■ EXERCISE: Provide the records once more, identical to the original.

(Entries from a dataset)
%%
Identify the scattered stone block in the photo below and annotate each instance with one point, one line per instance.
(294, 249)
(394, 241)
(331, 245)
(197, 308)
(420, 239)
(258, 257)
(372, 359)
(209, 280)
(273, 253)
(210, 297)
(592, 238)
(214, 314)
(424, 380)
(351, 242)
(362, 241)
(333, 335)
%%
■ RESPONSE:
Identify the scattered stone block in the photo below and annotate each instance with one point, one line per instance.
(294, 249)
(394, 241)
(331, 245)
(197, 308)
(420, 239)
(258, 257)
(372, 359)
(209, 280)
(273, 253)
(210, 297)
(592, 238)
(214, 314)
(424, 380)
(351, 242)
(362, 241)
(333, 335)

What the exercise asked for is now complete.